Required work:
Copy the data word for word, starting at its first line and stopping after the line that contains "[[52,208],[52,175],[47,170],[26,170],[26,188],[40,206]]".

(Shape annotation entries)
-- BEGIN --

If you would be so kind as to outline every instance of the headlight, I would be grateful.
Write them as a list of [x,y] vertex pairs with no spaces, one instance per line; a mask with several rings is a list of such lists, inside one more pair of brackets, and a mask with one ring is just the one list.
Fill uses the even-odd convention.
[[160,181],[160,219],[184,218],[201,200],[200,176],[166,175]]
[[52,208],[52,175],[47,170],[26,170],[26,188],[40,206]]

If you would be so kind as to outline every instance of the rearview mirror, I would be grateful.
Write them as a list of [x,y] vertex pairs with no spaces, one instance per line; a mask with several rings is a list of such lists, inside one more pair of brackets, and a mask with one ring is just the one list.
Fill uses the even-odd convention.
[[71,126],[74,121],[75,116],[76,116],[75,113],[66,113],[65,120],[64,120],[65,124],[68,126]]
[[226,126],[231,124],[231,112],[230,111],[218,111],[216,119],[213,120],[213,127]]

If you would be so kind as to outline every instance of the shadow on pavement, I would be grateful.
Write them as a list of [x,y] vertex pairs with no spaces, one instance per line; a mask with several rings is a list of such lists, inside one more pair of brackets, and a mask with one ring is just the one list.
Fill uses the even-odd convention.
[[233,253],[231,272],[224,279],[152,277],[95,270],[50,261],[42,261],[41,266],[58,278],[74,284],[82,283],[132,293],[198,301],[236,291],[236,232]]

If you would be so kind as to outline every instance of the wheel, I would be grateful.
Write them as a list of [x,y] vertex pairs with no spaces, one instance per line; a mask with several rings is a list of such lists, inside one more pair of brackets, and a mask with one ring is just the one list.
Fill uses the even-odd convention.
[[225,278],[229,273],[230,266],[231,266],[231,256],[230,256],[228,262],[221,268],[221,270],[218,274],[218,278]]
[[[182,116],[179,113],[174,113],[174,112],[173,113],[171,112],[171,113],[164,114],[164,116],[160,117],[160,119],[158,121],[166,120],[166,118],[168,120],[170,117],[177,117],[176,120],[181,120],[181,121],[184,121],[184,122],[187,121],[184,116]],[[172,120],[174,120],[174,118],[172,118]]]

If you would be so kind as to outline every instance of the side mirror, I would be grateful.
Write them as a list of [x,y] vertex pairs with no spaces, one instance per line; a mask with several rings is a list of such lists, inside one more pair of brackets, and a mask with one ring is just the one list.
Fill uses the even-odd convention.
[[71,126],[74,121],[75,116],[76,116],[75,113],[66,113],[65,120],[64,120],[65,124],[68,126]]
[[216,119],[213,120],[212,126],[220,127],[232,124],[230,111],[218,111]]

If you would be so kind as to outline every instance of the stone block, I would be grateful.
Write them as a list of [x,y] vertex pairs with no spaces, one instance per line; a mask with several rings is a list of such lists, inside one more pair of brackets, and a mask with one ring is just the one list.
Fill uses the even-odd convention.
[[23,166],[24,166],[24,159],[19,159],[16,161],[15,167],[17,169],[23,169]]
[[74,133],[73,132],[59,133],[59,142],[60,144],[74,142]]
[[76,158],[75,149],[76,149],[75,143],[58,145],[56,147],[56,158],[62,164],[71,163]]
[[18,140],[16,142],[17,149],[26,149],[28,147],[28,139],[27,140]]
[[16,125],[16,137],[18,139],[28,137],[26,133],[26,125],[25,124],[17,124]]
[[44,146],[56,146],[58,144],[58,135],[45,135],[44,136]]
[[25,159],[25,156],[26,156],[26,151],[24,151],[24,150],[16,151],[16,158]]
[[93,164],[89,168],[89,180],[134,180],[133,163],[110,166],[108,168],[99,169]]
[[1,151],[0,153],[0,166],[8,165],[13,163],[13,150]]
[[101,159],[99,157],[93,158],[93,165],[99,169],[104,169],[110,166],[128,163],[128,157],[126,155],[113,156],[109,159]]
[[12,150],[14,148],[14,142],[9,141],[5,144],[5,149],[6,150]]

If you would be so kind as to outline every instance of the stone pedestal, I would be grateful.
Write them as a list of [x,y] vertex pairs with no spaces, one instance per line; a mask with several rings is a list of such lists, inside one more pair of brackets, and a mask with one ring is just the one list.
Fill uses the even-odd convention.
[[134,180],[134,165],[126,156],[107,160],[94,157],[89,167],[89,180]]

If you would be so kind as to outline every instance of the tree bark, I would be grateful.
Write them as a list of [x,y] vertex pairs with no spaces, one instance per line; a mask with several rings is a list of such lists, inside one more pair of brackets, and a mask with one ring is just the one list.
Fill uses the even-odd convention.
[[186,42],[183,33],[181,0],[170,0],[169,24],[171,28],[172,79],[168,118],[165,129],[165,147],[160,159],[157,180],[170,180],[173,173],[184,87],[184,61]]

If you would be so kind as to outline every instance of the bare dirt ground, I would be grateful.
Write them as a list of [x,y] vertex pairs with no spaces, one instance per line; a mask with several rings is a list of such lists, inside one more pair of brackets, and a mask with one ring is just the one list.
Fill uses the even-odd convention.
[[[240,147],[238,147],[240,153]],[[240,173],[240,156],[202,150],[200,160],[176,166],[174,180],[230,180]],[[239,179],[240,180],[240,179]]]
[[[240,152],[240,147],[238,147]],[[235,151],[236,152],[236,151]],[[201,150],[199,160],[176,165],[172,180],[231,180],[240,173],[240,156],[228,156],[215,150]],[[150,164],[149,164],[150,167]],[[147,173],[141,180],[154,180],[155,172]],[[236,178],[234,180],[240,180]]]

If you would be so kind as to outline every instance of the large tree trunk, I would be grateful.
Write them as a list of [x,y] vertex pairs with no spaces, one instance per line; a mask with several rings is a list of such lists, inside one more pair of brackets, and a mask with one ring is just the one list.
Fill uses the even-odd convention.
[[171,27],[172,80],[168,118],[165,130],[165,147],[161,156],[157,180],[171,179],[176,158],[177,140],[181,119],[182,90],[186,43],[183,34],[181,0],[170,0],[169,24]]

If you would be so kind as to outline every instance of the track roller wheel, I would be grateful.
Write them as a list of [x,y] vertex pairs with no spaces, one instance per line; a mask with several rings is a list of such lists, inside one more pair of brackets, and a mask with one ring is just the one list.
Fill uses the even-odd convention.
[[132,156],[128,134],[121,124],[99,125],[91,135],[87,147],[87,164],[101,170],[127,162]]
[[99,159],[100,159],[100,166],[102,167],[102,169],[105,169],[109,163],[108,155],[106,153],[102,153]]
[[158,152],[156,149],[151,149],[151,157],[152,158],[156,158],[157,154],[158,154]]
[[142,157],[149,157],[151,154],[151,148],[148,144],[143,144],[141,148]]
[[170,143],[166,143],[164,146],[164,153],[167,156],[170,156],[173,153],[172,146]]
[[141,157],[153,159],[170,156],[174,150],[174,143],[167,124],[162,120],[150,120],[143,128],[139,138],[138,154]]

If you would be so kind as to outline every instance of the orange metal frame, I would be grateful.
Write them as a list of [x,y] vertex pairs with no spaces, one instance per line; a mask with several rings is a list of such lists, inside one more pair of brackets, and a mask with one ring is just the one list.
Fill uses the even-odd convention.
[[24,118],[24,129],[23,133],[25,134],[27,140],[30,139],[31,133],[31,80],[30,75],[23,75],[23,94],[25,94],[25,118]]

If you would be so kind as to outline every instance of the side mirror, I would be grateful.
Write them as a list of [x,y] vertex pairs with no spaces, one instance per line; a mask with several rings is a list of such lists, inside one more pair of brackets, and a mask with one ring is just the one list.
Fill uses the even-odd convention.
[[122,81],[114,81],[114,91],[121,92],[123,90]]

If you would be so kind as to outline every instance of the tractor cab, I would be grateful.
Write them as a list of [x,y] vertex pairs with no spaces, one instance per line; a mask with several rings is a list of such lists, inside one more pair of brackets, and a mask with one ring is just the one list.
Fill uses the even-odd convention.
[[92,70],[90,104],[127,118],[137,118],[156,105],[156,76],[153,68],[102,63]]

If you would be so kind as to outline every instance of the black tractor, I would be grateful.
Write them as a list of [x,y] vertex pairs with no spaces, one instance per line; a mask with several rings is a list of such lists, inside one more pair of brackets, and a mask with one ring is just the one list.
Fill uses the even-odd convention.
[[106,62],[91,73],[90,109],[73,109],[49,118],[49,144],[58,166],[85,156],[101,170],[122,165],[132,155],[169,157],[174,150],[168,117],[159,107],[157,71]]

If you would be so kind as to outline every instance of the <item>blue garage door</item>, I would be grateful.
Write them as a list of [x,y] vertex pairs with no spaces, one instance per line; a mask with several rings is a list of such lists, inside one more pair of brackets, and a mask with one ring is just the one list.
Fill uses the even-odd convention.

-- END --

The response:
If you would be so kind as to outline every instance of the headlight, I would be grateful.
Write them as a list of [x,y] vertex pairs with no spaces, one instance per line; a mask with several rings is a list of such lists, inside one more pair of brackets, and a mask with one ring is just the one list.
Fill uses the even-odd convention.
[[160,181],[160,219],[184,218],[201,200],[200,176],[166,175]]
[[52,208],[52,175],[47,170],[26,170],[26,188],[40,206]]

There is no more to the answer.